SUPPLIED MATERIAL:
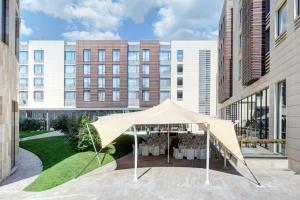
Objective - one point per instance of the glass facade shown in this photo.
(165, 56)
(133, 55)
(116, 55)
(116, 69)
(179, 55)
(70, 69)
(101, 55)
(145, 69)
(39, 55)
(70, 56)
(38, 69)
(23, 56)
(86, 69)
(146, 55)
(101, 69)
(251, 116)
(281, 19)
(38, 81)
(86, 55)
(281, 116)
* * *
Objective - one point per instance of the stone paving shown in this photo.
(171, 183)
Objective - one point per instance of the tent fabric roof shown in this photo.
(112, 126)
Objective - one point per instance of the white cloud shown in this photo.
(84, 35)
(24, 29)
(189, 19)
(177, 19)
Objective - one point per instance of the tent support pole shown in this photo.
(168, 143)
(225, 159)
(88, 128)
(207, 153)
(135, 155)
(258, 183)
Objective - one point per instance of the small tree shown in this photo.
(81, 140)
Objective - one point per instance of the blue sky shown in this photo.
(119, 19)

SHORT TASK: From the items above, pull out each line that contains the word "tent" and copy it in full.

EXERCISE RESPONSE:
Objective - one point per instance of the tent fabric roof shown in this photo.
Objective - one point per instance of the tent support pole shown in this photo.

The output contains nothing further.